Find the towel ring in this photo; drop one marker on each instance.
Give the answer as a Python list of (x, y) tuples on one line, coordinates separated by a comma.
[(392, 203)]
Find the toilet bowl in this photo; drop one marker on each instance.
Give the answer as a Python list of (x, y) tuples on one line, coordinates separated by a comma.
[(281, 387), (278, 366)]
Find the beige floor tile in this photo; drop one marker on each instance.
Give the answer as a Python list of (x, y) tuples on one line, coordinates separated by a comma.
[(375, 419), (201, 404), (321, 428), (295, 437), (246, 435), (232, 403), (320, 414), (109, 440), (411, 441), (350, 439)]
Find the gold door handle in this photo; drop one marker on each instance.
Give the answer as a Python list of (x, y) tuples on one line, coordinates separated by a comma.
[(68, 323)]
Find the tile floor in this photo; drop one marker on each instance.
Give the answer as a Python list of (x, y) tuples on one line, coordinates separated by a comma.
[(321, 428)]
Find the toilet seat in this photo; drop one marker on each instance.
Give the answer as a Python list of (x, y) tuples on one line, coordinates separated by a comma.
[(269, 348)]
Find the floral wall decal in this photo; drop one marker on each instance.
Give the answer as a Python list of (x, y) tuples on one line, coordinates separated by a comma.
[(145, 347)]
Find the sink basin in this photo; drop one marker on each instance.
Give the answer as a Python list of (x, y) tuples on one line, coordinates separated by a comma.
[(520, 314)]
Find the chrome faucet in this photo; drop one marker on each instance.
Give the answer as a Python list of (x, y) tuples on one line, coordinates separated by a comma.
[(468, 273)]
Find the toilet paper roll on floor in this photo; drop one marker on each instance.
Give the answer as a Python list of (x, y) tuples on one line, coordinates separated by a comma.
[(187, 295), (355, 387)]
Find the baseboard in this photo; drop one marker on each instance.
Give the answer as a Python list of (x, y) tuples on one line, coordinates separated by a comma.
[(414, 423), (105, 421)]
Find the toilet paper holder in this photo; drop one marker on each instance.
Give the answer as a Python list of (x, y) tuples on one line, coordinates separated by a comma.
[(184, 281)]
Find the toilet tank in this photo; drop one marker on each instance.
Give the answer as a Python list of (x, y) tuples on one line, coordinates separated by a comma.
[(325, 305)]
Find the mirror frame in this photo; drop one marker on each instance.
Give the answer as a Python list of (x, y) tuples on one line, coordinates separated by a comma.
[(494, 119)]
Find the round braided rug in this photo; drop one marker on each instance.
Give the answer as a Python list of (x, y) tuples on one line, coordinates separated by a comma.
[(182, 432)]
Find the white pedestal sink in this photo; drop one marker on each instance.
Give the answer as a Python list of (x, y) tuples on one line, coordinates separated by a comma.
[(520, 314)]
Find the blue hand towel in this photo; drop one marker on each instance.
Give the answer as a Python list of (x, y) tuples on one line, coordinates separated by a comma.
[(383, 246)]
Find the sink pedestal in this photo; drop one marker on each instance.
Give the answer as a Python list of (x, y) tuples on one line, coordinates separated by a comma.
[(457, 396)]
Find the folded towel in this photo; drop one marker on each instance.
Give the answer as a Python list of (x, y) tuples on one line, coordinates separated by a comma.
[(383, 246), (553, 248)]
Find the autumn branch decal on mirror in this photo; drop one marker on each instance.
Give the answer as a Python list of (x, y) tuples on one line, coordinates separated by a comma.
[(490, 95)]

——————

> _ACTION ITEM_
Print the material once more, exactly as it appears.

> _TASK OUTPUT_
Find the towel ring in this photo; drop one marker on each instance.
Give the answer as a Python list of (x, y) tuples on one line, coordinates separated by a comma.
[(392, 203)]
Find the toilet bowl in this photo; drop one marker on each instance.
Give the answer as a Python list of (x, y) tuples on one line, coordinates separated by a comma.
[(281, 387), (278, 366)]
Find the beige floor tile in this photo; drop one marker on each instance.
Give the answer as a Python list of (x, y) tuples on one line, coordinates separated by a comma.
[(375, 419), (201, 404), (321, 428), (295, 437), (246, 435), (232, 403), (320, 414), (109, 440), (411, 441), (350, 439)]
Find the gold door handle in this photo; drop one marker on each instance.
Give the answer as a Python list of (x, y) tuples on one line, coordinates separated by a comma.
[(68, 323)]
Find the tile floor in this photo; drop one marker on each instance.
Give the answer as a Python list of (x, y) tuples on one line, coordinates separated by a comma.
[(321, 428)]
Find the toilet seat in this photo; drop one marker on each instance.
Give the answer as a Python list of (x, y) tuples on one line, coordinates separated by a comma.
[(269, 348)]
Find the floral wall decal in this photo; drop one marker on each instance.
Give the answer as a Python list of (x, y) tuples on one line, coordinates separated by a comma.
[(145, 347)]
Find the sink basin in this photo; drop one marker on each instance.
Give the answer as a Python list of (x, y) tuples on one line, coordinates separated by a comma.
[(520, 314)]
Find the chrome faucet in this photo; drop one marker on each instance.
Give the answer as a Python list of (x, y) tuples on one line, coordinates separated by a comma.
[(468, 273)]
Find the toilet paper roll on floor in this photo; drop one marker on each instance.
Give the answer as a Python list of (x, y) tuples on one line, coordinates separated by a comma.
[(187, 295), (355, 387)]
Find the baseboard in this photo; drop one marker on each instance.
Give the answer as a Python list of (x, y) tuples on one line, coordinates separated by a comma.
[(414, 423), (105, 421)]
Find the toilet paper holder in this photo; drop one marker on each instance.
Give the answer as a Python list of (x, y) tuples on one line, coordinates separated by a comma.
[(184, 281)]
Find the toilet tank in this photo; drop one marker on each instance.
Give the answer as a Python list of (x, y) tuples on one line, coordinates separated by a comma.
[(325, 305)]
Find the mirror frame in this photo; drop one marker on each instance.
Give the answer as a Python list of (x, y) tuples on one line, coordinates separated by a comma.
[(494, 119)]
Find the round braided rug in this photo; drop one marker on each instance.
Give the answer as a Python list of (x, y) tuples on one line, coordinates separated by a comma.
[(182, 432)]
Find the white pedestal sink in this photo; drop one marker on each instance.
Give the answer as a Python list of (x, y) tuples on one line, coordinates separated by a comma.
[(520, 314)]
Find the blue hand towel in this photo; drop one marker on each instance.
Give the answer as a Python list of (x, y) tuples on one line, coordinates separated by a comma.
[(383, 246)]
Find the sink pedestal in this photo; drop one marker on each instance.
Give the answer as a Python list of (x, y) tuples on one line, coordinates separated by a comma.
[(457, 396)]
Find the folded towel in this photo; drop one marker on each instance.
Give the answer as a Python list of (x, y) tuples on one line, coordinates separated by a comma.
[(383, 246), (553, 248)]
Find the autumn branch decal on mirror in this photo; drop one marker on each instance.
Give the answer as a Python list of (x, y) tuples on one line, coordinates separated by a comma.
[(490, 95)]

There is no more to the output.